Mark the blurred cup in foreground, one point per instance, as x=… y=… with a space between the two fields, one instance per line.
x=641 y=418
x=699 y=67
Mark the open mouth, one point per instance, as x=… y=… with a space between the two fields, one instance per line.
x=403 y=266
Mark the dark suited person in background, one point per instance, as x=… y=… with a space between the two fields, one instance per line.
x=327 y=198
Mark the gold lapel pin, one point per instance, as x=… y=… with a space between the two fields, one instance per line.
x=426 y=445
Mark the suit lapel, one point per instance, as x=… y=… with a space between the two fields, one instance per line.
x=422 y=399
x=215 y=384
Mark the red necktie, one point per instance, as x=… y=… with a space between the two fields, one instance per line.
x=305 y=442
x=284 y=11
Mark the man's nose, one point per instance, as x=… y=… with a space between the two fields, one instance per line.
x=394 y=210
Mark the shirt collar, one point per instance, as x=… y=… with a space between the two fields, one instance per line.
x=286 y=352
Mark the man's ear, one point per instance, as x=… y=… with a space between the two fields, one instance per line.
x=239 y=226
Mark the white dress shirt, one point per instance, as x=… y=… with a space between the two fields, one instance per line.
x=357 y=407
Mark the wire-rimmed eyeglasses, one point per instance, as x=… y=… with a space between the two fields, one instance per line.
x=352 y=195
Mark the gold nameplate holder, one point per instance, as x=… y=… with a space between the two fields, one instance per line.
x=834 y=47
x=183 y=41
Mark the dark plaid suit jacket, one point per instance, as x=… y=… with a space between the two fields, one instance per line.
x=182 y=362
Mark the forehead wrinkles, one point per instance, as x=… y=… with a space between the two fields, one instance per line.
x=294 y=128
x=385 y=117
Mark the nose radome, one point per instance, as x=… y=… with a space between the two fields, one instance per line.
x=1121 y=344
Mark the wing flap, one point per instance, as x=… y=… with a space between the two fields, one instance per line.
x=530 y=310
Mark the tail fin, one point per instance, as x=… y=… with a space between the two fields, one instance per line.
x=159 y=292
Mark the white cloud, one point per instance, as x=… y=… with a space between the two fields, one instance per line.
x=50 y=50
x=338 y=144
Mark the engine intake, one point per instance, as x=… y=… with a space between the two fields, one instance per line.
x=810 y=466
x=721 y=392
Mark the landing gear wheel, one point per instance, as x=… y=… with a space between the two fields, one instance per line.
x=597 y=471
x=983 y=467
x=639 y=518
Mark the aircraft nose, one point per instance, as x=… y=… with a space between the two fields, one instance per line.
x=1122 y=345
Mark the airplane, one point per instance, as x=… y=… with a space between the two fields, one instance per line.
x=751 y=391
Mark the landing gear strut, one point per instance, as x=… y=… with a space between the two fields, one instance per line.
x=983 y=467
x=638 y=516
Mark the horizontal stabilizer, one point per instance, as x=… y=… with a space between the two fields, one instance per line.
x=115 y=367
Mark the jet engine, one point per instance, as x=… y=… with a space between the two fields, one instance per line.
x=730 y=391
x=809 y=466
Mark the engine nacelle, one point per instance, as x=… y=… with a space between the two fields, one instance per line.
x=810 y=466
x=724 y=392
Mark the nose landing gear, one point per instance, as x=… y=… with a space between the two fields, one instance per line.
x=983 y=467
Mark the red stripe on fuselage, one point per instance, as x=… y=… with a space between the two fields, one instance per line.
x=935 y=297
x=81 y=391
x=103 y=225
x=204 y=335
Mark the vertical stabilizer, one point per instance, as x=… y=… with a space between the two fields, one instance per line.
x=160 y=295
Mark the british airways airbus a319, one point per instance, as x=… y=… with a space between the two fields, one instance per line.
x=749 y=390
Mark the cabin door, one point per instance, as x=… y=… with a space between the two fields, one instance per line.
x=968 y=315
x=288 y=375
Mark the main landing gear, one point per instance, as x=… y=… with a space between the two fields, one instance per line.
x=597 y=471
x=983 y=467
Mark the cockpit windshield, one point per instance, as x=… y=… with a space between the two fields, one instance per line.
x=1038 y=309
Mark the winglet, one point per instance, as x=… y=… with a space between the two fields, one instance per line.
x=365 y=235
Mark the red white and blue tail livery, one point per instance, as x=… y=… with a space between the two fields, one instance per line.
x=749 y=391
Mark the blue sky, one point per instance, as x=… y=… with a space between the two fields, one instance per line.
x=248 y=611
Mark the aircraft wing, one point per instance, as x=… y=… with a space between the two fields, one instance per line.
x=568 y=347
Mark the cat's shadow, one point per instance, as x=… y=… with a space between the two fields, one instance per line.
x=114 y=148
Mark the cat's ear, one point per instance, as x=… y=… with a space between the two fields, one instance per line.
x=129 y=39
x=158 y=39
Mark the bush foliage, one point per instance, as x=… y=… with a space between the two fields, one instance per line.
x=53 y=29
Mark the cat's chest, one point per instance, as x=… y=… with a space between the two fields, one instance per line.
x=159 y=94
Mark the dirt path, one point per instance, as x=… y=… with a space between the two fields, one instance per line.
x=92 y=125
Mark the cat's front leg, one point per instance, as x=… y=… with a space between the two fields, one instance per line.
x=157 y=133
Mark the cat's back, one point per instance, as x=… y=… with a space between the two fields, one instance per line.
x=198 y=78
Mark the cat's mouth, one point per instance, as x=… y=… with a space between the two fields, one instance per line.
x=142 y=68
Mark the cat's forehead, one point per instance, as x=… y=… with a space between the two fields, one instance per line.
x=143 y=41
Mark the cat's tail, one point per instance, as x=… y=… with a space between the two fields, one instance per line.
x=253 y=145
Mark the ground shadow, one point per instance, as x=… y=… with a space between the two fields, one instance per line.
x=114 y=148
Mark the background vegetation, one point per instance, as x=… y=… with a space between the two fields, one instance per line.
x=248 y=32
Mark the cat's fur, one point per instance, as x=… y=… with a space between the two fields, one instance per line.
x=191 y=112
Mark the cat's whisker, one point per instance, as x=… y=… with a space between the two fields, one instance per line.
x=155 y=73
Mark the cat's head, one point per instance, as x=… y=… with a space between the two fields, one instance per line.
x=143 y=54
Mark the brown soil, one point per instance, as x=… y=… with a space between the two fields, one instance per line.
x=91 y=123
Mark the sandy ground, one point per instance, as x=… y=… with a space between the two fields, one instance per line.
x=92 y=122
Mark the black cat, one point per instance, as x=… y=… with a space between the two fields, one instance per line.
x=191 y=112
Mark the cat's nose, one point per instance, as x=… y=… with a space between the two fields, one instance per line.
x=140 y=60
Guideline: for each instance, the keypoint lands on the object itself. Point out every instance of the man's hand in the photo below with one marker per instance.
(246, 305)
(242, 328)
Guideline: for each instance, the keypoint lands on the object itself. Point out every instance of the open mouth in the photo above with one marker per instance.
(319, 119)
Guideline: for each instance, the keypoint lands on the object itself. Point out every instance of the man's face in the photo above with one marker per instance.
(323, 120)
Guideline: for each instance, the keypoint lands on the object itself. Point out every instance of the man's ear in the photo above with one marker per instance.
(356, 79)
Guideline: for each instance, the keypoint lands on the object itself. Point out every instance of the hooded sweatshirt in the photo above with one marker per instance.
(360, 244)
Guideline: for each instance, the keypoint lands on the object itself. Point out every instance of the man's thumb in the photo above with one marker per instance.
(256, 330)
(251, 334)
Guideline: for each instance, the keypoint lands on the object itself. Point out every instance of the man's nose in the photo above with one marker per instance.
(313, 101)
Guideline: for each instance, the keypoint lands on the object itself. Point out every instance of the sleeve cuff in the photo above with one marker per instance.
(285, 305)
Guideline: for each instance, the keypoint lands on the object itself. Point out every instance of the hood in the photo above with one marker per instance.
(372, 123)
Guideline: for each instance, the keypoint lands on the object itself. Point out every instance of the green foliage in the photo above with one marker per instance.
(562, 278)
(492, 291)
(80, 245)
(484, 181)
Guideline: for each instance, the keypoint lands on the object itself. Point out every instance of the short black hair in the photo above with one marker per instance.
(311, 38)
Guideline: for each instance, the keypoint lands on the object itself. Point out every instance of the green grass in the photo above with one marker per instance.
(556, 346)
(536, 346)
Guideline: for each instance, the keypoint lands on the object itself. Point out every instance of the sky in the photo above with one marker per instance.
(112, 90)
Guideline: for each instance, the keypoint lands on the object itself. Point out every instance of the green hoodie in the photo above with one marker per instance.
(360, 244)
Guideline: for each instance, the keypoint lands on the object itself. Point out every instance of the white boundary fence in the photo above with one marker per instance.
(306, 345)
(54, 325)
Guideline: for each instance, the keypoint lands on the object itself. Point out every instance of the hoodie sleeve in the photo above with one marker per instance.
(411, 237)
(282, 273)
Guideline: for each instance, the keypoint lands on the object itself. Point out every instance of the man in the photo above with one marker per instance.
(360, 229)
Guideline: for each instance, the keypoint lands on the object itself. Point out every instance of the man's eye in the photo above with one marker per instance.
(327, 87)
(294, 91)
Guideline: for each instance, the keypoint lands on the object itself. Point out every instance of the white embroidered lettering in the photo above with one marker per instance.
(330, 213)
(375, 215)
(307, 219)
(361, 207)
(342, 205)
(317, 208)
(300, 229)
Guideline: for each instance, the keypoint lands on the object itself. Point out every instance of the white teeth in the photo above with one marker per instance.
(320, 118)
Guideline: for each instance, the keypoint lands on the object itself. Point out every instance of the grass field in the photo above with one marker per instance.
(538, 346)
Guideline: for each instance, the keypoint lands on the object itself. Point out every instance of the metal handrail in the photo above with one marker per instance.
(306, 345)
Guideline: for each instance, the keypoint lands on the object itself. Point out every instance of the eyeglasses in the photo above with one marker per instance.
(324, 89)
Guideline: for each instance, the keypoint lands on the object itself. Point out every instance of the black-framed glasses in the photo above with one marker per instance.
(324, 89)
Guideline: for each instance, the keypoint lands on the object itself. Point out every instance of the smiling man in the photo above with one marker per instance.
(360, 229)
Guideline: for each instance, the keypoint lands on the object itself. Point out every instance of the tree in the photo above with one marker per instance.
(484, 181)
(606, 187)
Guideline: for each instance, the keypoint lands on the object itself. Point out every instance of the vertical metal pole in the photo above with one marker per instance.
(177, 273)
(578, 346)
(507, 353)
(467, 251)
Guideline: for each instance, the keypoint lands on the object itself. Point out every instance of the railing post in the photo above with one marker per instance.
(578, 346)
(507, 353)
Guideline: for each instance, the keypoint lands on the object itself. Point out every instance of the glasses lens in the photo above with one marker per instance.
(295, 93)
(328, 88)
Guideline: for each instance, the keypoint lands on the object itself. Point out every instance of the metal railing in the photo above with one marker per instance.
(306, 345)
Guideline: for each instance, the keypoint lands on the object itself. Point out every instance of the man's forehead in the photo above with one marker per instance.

################

● **ASSIGNED TASK**
Repeat, with no changes, each line from the one with "the metal railing" to the end of the listing, including both ends and nothing else.

● **TASK SOLUTION**
Guideline: for each instance, the keypoint lands on the object itself. Point out every instance of the metal railing in the photo above with one marker per instance.
(306, 345)
Guideline: for each instance, the keypoint lands on the object itself. Point out every instance of the man's forehead in the photo above with one marker per instance.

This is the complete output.